Problem requirements » From the entries below, print exactly the span beginning with the line holding "Target: hazy horizon" and ending with the line holding "of the dark-haired", endpoints included, and skip any pictures.

Supplied entries »

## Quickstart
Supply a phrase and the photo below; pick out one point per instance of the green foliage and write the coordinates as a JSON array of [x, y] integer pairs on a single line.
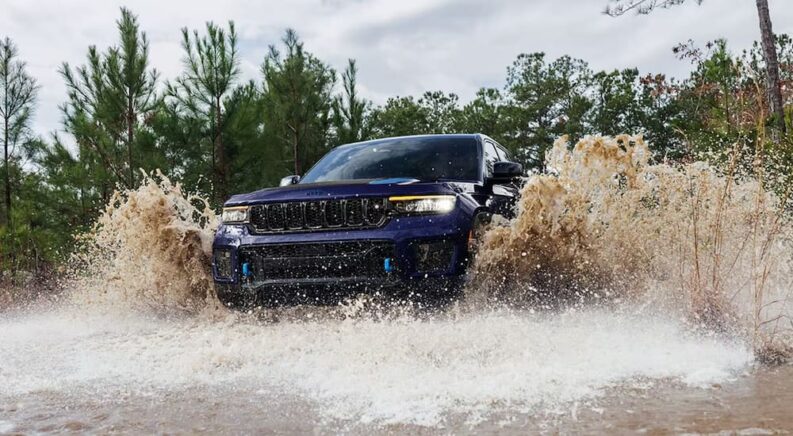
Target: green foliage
[[218, 136], [350, 112], [17, 98], [297, 102], [200, 97], [110, 100]]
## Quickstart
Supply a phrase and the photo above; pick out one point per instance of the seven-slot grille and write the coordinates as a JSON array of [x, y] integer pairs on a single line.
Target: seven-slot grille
[[321, 260], [320, 214]]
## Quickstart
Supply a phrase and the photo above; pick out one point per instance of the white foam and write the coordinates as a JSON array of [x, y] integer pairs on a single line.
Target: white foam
[[399, 371]]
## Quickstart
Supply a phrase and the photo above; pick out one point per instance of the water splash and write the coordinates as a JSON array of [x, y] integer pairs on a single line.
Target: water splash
[[604, 222], [150, 248]]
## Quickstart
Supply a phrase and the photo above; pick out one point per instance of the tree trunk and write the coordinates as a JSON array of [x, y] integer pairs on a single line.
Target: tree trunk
[[295, 149], [130, 138], [774, 87], [7, 165], [220, 152]]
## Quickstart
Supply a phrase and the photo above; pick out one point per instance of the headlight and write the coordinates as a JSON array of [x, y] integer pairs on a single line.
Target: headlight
[[235, 215], [420, 204]]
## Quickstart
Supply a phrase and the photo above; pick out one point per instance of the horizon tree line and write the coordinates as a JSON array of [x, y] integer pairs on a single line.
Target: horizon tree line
[[219, 135]]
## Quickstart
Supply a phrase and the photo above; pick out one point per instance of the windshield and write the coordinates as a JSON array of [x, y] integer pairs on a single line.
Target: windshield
[[423, 158]]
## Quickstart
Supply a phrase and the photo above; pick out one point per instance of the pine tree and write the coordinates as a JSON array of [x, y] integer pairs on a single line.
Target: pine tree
[[297, 101], [211, 68], [109, 100], [17, 98], [350, 111]]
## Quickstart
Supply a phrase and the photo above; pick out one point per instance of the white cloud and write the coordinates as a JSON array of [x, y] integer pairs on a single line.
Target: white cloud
[[402, 47]]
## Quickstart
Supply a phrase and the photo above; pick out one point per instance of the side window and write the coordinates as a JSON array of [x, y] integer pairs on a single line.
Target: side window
[[491, 157]]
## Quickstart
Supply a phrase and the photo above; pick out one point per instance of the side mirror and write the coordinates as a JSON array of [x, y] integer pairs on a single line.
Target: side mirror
[[504, 172], [289, 180]]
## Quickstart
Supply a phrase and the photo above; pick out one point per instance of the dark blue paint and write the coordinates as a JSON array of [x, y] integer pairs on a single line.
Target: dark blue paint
[[473, 197]]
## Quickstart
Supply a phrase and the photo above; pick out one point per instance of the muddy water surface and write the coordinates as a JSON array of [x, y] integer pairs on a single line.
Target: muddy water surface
[[68, 369]]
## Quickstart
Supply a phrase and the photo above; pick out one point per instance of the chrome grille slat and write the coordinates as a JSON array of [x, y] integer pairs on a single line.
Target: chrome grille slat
[[300, 216]]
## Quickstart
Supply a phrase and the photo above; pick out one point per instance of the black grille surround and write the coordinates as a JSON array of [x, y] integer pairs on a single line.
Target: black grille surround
[[302, 216], [301, 262]]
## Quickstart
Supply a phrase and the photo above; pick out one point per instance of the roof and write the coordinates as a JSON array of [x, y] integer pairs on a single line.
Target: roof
[[476, 136]]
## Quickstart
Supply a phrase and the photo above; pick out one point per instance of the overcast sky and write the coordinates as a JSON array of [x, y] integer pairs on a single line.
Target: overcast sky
[[402, 46]]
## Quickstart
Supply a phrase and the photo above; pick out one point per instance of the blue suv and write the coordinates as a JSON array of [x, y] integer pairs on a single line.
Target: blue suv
[[397, 215]]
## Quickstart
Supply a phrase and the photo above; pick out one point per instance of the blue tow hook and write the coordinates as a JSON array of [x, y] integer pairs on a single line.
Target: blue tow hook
[[246, 269]]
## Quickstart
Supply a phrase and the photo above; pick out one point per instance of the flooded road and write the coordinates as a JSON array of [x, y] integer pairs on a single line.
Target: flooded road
[[68, 369], [583, 314]]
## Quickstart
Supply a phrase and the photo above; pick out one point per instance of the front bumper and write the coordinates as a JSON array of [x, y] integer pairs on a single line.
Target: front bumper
[[406, 250]]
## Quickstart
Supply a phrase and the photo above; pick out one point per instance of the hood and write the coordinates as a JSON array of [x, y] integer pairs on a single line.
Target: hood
[[348, 189]]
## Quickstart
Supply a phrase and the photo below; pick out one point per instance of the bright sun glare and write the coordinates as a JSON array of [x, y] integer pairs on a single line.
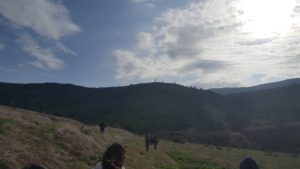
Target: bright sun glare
[[266, 18]]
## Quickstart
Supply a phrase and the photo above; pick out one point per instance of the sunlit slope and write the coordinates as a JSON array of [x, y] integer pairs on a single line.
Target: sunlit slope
[[27, 136]]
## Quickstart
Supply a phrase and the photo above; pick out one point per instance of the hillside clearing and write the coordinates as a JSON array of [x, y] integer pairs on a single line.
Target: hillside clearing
[[27, 136]]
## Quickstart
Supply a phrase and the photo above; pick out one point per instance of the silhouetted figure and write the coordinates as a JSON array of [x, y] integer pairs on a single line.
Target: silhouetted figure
[[113, 158], [81, 128], [34, 166], [102, 127], [155, 141], [248, 163], [147, 141]]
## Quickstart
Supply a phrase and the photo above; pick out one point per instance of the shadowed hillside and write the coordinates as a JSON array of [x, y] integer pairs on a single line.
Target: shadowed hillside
[[27, 136], [137, 108], [266, 119]]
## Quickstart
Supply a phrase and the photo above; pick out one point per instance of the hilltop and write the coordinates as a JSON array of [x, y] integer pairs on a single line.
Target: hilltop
[[27, 136], [266, 119], [273, 85]]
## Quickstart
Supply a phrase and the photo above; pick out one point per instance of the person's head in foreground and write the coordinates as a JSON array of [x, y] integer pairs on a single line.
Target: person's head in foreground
[[113, 157], [248, 163]]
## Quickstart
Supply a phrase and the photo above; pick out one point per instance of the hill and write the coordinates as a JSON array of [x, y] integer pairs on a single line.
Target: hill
[[138, 108], [236, 90], [56, 142], [265, 119]]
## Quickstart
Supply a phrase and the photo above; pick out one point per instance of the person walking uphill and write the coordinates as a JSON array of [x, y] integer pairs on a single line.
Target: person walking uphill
[[248, 163], [113, 158]]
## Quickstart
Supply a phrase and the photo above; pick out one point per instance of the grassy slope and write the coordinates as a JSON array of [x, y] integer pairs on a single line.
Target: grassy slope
[[27, 136]]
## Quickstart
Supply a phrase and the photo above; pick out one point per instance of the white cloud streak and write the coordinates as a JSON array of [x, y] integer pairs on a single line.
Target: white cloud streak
[[145, 3], [45, 57], [4, 69], [204, 44], [45, 17]]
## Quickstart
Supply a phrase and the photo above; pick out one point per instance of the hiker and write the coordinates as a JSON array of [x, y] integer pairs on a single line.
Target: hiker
[[102, 127], [248, 163], [34, 166], [147, 141], [155, 141], [82, 128], [113, 158]]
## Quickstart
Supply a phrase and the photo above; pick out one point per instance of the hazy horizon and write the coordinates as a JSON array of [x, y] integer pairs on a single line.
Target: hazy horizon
[[202, 43]]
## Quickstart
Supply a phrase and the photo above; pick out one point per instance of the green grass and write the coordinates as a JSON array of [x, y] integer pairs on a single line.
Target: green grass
[[3, 124], [91, 159], [188, 161], [60, 144]]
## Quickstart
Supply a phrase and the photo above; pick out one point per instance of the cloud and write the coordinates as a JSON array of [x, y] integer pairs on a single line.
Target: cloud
[[65, 49], [4, 69], [2, 46], [206, 43], [145, 3], [45, 17], [45, 57]]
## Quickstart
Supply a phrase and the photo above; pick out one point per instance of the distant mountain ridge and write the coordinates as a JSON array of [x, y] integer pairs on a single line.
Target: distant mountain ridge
[[264, 119], [235, 90]]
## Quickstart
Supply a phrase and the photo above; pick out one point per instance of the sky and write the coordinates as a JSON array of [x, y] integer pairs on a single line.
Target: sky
[[202, 43]]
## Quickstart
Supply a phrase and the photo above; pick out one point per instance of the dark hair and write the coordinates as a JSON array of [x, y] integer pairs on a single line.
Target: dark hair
[[248, 163], [114, 157], [34, 166]]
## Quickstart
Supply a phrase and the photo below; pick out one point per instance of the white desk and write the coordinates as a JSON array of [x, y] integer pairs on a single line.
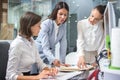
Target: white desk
[[109, 74], [67, 75]]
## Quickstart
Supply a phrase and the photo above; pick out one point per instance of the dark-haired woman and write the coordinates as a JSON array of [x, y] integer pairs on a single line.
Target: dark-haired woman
[[90, 36], [23, 52], [53, 31]]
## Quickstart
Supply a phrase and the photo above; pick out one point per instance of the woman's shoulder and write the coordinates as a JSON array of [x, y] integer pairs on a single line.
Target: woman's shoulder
[[17, 42]]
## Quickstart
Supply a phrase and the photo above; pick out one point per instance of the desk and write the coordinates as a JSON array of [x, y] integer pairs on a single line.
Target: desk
[[69, 75], [109, 74]]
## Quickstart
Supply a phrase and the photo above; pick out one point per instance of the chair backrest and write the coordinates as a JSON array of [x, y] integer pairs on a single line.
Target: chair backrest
[[4, 47]]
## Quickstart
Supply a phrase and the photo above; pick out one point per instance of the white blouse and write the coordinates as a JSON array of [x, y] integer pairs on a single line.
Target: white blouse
[[90, 37], [22, 54]]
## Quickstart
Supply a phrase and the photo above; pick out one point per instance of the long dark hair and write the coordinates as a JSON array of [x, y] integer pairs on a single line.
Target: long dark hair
[[28, 20], [58, 6], [101, 8]]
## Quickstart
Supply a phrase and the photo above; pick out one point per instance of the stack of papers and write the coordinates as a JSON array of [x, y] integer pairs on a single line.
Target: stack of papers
[[75, 68]]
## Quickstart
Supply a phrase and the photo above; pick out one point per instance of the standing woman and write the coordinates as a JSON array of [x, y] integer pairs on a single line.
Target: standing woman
[[23, 53], [90, 36], [53, 31]]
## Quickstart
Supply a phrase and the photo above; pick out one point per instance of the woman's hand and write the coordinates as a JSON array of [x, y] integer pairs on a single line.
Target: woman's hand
[[81, 62], [43, 74], [52, 71], [56, 63]]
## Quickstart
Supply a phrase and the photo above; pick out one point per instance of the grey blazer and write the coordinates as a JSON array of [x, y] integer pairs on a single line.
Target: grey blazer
[[46, 41]]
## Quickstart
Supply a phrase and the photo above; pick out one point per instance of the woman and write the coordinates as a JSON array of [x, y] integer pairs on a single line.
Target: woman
[[90, 36], [23, 52], [53, 31]]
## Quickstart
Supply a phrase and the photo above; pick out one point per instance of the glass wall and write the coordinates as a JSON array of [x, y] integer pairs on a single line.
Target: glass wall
[[17, 8]]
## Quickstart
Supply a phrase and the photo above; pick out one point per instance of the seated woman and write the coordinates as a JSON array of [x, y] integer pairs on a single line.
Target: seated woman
[[23, 52]]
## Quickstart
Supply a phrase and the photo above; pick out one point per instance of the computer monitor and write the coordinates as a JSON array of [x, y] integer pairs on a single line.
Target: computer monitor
[[109, 22]]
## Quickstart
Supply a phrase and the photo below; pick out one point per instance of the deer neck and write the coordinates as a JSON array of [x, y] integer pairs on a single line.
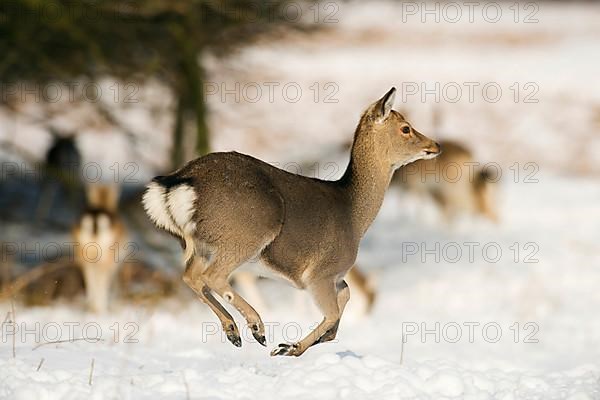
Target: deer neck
[[365, 181]]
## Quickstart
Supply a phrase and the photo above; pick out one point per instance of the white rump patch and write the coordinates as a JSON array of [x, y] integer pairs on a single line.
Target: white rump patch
[[181, 202], [155, 204]]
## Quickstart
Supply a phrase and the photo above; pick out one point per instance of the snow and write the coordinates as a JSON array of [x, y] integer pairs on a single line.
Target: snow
[[443, 326], [180, 347]]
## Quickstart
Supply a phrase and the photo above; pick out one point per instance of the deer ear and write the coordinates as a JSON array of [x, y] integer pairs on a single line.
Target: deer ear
[[385, 104]]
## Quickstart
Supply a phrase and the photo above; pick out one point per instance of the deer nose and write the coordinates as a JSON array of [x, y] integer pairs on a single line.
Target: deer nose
[[434, 149]]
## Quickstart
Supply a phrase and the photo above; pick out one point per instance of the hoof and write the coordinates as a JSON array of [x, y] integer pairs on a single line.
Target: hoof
[[260, 339], [258, 332], [285, 349], [233, 336]]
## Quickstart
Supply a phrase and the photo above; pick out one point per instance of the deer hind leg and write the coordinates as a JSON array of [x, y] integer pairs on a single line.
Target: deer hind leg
[[217, 279], [193, 278], [329, 297], [343, 293]]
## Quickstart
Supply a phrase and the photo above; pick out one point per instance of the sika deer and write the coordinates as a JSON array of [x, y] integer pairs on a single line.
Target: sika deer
[[100, 237], [228, 207], [452, 182]]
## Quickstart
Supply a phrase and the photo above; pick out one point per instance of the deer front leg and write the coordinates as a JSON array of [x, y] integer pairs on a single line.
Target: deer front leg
[[203, 292], [326, 297]]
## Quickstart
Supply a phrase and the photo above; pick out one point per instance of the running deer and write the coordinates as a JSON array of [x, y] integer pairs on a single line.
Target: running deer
[[100, 237], [453, 182], [228, 207]]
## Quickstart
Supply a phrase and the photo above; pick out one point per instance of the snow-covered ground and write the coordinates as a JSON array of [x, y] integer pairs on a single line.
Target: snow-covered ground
[[475, 326], [475, 310]]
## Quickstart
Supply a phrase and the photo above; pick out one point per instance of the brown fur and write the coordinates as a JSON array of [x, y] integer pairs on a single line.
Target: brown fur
[[305, 230]]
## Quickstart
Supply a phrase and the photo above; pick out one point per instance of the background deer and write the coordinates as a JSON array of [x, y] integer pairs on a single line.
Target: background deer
[[99, 235], [228, 207], [453, 182]]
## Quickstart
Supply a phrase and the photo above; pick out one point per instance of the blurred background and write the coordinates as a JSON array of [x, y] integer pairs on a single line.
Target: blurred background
[[97, 97]]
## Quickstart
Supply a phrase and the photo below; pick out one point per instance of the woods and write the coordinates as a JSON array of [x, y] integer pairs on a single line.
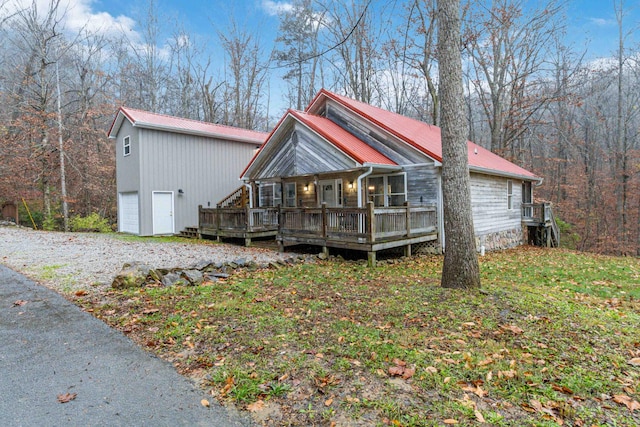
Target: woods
[[532, 94]]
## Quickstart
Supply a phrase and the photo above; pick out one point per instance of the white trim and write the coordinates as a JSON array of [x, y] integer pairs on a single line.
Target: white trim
[[126, 146], [172, 213]]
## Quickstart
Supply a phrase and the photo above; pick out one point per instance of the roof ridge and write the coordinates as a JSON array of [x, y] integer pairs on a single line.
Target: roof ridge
[[187, 119]]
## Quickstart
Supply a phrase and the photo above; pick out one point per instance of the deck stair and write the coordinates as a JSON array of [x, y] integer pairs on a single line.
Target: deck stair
[[189, 232], [543, 228], [238, 199]]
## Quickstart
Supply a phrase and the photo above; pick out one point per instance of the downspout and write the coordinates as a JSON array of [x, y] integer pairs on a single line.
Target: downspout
[[360, 178]]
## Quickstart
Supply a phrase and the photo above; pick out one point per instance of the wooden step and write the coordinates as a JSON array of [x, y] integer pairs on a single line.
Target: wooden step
[[190, 233]]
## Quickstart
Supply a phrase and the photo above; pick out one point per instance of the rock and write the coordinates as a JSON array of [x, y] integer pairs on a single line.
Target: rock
[[172, 279], [193, 277], [219, 275], [135, 275], [202, 265]]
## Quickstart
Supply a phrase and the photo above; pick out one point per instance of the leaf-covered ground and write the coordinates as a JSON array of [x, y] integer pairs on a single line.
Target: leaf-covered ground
[[552, 338]]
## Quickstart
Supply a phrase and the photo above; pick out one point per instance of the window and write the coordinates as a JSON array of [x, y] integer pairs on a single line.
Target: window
[[270, 194], [126, 145], [290, 194], [387, 190]]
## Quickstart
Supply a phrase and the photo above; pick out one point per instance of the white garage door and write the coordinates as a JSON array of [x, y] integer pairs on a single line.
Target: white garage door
[[129, 220]]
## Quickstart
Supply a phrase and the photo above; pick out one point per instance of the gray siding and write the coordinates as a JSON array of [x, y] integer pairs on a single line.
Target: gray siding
[[206, 169], [422, 184], [301, 152], [127, 169], [489, 204]]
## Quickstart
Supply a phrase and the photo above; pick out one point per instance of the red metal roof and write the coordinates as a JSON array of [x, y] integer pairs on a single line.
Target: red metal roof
[[422, 136], [146, 119], [345, 141]]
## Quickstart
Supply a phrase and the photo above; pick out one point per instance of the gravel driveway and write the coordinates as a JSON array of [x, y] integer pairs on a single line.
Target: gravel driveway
[[68, 262]]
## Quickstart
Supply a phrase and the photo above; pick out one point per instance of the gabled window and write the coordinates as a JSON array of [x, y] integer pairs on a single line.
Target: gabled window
[[270, 194], [126, 146], [387, 190]]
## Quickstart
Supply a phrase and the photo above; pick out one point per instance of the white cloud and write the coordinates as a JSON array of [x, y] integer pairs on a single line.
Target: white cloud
[[601, 22], [275, 8], [79, 14]]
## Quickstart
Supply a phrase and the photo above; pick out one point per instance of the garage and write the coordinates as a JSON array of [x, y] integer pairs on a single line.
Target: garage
[[128, 215]]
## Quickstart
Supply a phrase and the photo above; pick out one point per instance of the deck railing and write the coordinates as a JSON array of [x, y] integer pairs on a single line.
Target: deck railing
[[348, 224]]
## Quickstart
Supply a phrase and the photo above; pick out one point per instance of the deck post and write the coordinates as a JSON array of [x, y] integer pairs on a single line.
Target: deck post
[[371, 259], [371, 226], [407, 207], [324, 220], [407, 250]]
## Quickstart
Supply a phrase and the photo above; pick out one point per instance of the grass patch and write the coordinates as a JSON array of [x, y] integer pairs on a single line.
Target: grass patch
[[548, 340]]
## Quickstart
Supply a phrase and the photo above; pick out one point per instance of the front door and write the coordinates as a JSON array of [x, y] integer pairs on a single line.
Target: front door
[[331, 192], [163, 212]]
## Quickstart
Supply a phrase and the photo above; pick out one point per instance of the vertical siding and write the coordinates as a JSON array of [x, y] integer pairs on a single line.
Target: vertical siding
[[206, 169], [489, 204], [127, 168]]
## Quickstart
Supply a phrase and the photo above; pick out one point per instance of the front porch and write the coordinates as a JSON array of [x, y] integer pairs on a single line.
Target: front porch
[[367, 229]]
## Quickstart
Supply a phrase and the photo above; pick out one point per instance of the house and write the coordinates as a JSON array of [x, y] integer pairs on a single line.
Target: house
[[167, 166], [345, 174]]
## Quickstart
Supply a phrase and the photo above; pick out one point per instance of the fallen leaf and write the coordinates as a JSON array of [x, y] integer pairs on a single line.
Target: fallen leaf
[[513, 329], [634, 362], [623, 399], [408, 373], [255, 406], [67, 397]]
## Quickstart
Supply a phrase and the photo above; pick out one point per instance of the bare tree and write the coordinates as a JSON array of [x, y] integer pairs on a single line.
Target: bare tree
[[298, 51], [508, 44], [247, 75], [460, 269]]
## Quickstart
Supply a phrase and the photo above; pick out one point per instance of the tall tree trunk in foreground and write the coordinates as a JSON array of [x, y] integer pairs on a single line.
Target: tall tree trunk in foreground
[[460, 268]]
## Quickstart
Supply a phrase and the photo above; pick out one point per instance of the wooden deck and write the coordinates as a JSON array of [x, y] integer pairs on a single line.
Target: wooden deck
[[363, 229], [541, 221]]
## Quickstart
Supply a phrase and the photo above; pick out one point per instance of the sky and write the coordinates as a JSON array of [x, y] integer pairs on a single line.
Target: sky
[[590, 24]]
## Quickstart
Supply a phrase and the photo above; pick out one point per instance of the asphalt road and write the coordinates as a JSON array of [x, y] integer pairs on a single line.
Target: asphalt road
[[49, 347]]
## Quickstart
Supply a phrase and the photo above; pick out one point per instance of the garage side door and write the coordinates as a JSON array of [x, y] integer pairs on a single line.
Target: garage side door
[[128, 217], [163, 212]]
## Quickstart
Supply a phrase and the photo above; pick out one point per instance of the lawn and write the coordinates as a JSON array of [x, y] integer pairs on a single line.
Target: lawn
[[552, 338]]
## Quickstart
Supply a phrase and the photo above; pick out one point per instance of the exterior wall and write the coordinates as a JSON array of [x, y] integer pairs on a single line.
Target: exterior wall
[[206, 169], [422, 184], [127, 168], [496, 226]]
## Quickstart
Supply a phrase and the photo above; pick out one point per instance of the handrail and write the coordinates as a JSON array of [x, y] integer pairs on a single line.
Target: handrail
[[348, 224]]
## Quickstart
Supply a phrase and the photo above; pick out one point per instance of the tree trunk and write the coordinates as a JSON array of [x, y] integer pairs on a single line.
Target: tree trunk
[[460, 268]]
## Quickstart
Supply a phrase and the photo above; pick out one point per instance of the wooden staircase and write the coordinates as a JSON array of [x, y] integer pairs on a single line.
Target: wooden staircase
[[238, 199], [543, 229], [190, 233]]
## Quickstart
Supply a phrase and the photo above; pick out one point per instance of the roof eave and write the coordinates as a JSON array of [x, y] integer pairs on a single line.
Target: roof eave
[[487, 171], [153, 126]]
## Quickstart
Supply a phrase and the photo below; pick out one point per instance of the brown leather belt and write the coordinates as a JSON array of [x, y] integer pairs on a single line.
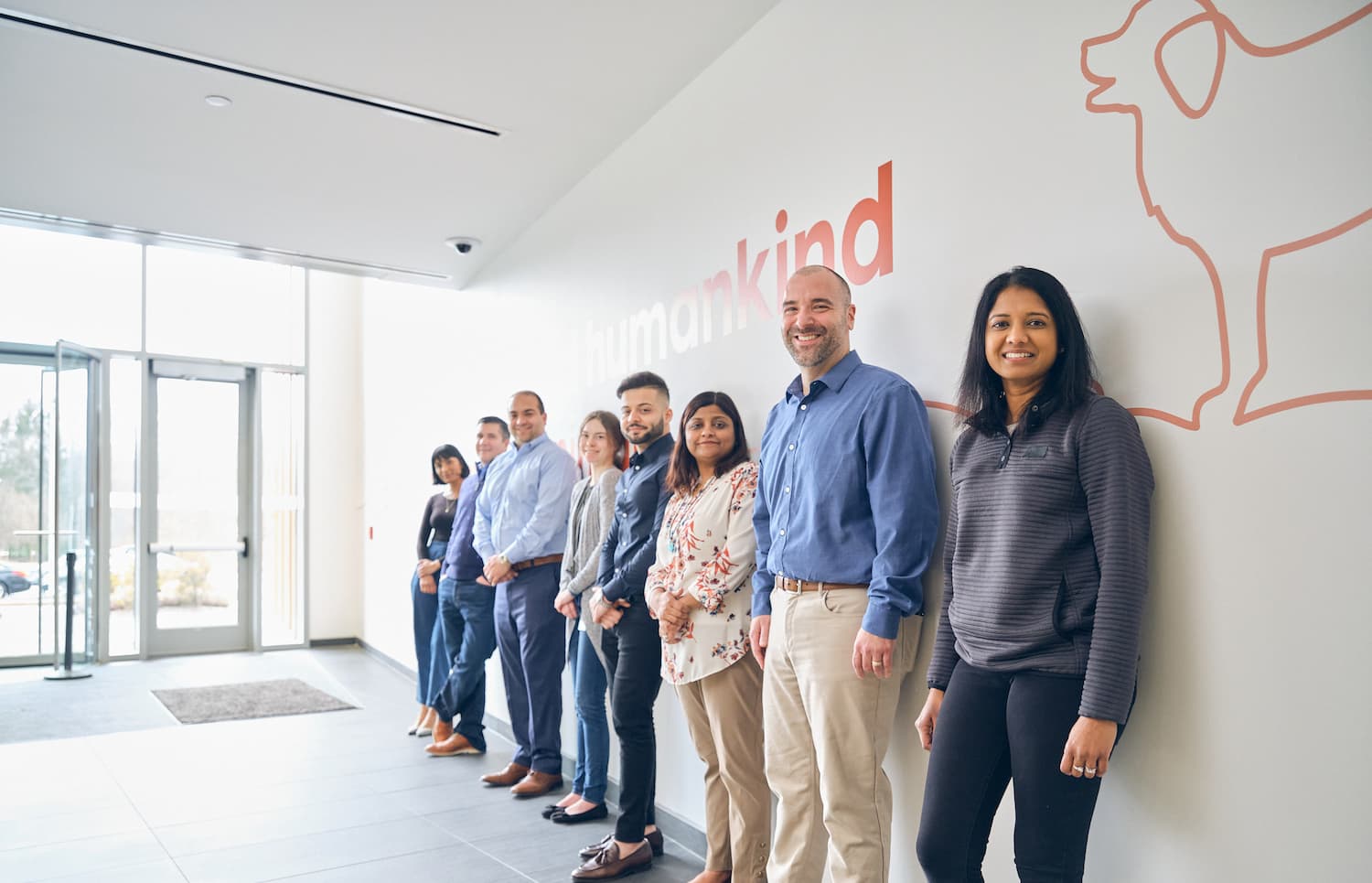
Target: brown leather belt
[[535, 562], [796, 587]]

Exercise output »
Target: hazy horizon
[[202, 43]]
## Quickstart
Supply a phrase and the photo above; pick out one point per instance of the green grass and write the coordinates as a JSON array of [x, y] integer pairs on a single line.
Target: green grass
[[3, 124], [91, 159], [188, 161], [60, 144]]
## Quickstart
Supply a phrase and the photo above; pick out one point per instance of the cloud and write the coordinates as a JSON array of [x, y] integer pairs on a single line.
Target: cloud
[[65, 49], [4, 69], [2, 46], [206, 43], [145, 3], [45, 17], [45, 57]]
## Quickstart
Supply a phrase and the photo above; pick out one point per instance of the distant mountain ridge and write the coordinates as a JSON array of [x, y] integer pairs on a single line.
Target: distant mountain ridge
[[264, 119], [235, 90]]
## Quickstart
Supply a phrase and the photo above; pick out one point per instance of the sky and write the coordinates as a JSON array of [x, y] integer pairs on a single line.
Target: sky
[[202, 43]]
## Quickstart
Supply a phrase and the photo above; pick out one point per instance of the dark hair and write the coordinates as a JSON array of [x, y] integer pairs on a single line.
Target: dark hair
[[248, 163], [114, 157], [34, 166]]
## Quickstart
Supply a phrase and the photo below; pick out one point per instance of the white desk and write the coordinates as a JSON array of [x, y] integer pairs on a single line.
Target: white desk
[[109, 74], [67, 75]]
## Quickstart
Supply a phrase and the photo above; pick out one point per instance of the dark-haired woman and write the coordinates as a JSON array of [x, y] integer pairs on a single line.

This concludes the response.